Por isso, o objetivo do programa é promover cidades sem violência para as mulheres tanto no espaço privado como no espaço público. Mas como mudar esta lógica agressiva?
Recife apita
Joana Santos, da SOS Corpo, explica que aos poucos vão sendo realizadas ações significativas para mudar a situação no Recife. O sólido movimento de organizações de mulheres com 20 anos de trajetória conseguiu impulsionar o programa de cidades seguras durante os últimos três anos para dars visibilidade ao problema da violência contra as mulheres e gerar repúdio perante crimes que passariam despercebidos.
Por um lado, foram realizadas ações que começaram simbólicas e acabaram se convertendo em mecanismos efetivos. É o caso do uso do apito cada vez que uma mulher está sendo agredida. “Isto inibe a ação violenta, oferece solidaridade à mulher e traz a público uma atitude violenta”, explica Joana.
Paralelamente, as mulheres do Recife têm dado ênfase na formação política de seus grupos para motivar a criação de espaços de diálogo com entidades oficiais e assim poder influenciar verdadeiramente no desenho de políticas urbanas.
"As necessidades mais urgentes para reduzir a violência contra as mulheres são ter mais delegacias de polícia e melhorar os centros de recepção de casos de violência contra mulheres em áreas rurais. O pessoal que atende esses casos deve ser melhor preparado para uma verdadeira aplicação da lei Maria da Penha, porque temos visto que ela não tem sido aproveitada em toda sua dimensão", conclui.

Rosario atua
Na cidade de Rosario, na Argentina, a vontade política presente há várias administrações possibilitou um notável avanço em termos de equidade de gênero na localidade. Por um lado, como explica Liliane Rainero, se conseguiu uma aliança com a Guarda Urbana Municipal – polícia desarmada - para que, a partir da capacitação em atenção e prevenção da violência contra as mulheres, os policiais pudessem oferecer maior mejor apoio, por exemplo, no transporte público onde as mulheres podem ser agredidas.
Além disso, após um processo de sensibilização para identificar as violências cotidianas de que eram vítimas e as possibilidades para mudar isto, as mulheres se apropiaram de uma praça abandonada e destruída, pintaram um mural com uma mensagem que proclamava seus direitos a uma cidade com "mais mulheres nas ruas, segura e sem violência" e isto conquistou o apoio da prefeitura para equipar a praça com mobiliário urbano e iluminação adequada. "Por isso esta praça tem um valor simbólico”, afirma Liliana Rainero, representante da Red Mujer y Hábitat na Argentina.

Bogotá participa

Ter voz e voto nos debates locais era o principal objetivo do "Cidades seguras para as mulheres" na localidade de Suba, em Bogotá. Para conseguir isso, o programa teve que fazer uma capacitação das mulheres da comunidade que implicava empoderá-las de seus direitos e capacidades para intervir na vida pública do bairro.

▶ [Registros de origem]:
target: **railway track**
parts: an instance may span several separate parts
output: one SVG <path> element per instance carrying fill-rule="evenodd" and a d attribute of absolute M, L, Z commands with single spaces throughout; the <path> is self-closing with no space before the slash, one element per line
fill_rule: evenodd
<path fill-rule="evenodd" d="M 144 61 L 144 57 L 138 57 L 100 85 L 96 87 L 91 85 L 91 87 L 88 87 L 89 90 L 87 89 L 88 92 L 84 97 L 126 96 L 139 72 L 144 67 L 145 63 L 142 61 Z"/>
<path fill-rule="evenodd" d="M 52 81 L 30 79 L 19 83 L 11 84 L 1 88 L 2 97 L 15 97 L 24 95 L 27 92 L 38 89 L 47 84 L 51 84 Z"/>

▶ [Problema escrito 1]:
Reproduza sem alterações as linhas das entradas, começando na primeira delas e terminando na linha que contém "144 61 L 144", ambas incluídas.
▶ [Problema escrito 2]:
Retome o texto sobre cidades seguras para as mulheres logo depois da última frase apresentada.

▶ [Resposta escrita 1]:
target: **railway track**
parts: an instance may span several separate parts
output: one SVG <path> element per instance carrying fill-rule="evenodd" and a d attribute of absolute M, L, Z commands with single spaces throughout; the <path> is self-closing with no space before the slash, one element per line
fill_rule: evenodd
<path fill-rule="evenodd" d="M 144 61 L 144 57 L 138 57 L 100 85 L 96 87 L 91 85 L 91 87 L 88 87 L 89 90 L 87 89 L 88 92 L 84 97 L 126 96 L 139 72 L 144 67 L 145 63 L 142 61 Z"/>

▶ [Resposta escrita 2]:
Para Marisol Dalmazzo, da Associación de Vivienda Popular, o más difícil era jogar com as regras masculinas. “No que se refere à construção da cidade e à participação delas nesse processo, as regras do jogo não permitem que as mulheres cheguem a esses espaços", afirma Marisol.
"Se não estiverem acompanhadas por uma ONG ou por assessores, é muito complicado que cheguem a essas instâncias, mas conseguimos bons resultados", comemora. Dalmazzo afirma que foram modificados acordos que regulamentam a participação delas e agora o grupo focal de 35 mulheres com o qual começaram a trabalhar está mais ativo. "A idéia já não é só incidir no Plano de Ordem Territorial Local, mas também na revisão do Plano de Ordem para a cidade", completa.

Santiago se apropia

Conquistar a noite, um dos momentos mais ameaçadores para a segurança das mulheres e apropiar-se do bairro são as premissas do programa em Santiago do Chile, como explica Marisol Saborido, de Sur Corporación, a organização que coordena a iniciativa da Unifem naquele país. As chilenas se mobilizaram para recuperar espaços tradicionalmente perigosos ou descoupados, como parques e praças que durante a noite ficam desertos.
Mas a base de tudo isto, explica Marisol, é um trablho muito sólido com a autoestima de cada mulher. “A conquista do espaço público tem relação com o própio corpo. Se este é violentado e vulnerabilizado, nasce um temor muito grande de apropiar-se do bairro", explica Marisol.
"Trabalhando no âmbito pessoal e corporal, se avança no processo de empoderamento. Quando as mulheres encontram solidaridade entre elas, nasce a convicção de que podem fazer algo juntas e, por isso, o movimento de mulheres se transforma em algo tão forte na comunidade local”, ensina.
Além deste trabalho de campo, na linha de pesquisa o programa no Chile está elaborando um relatório sobre violência comparada nas cidades de Bogotá, Santiago e Rosario.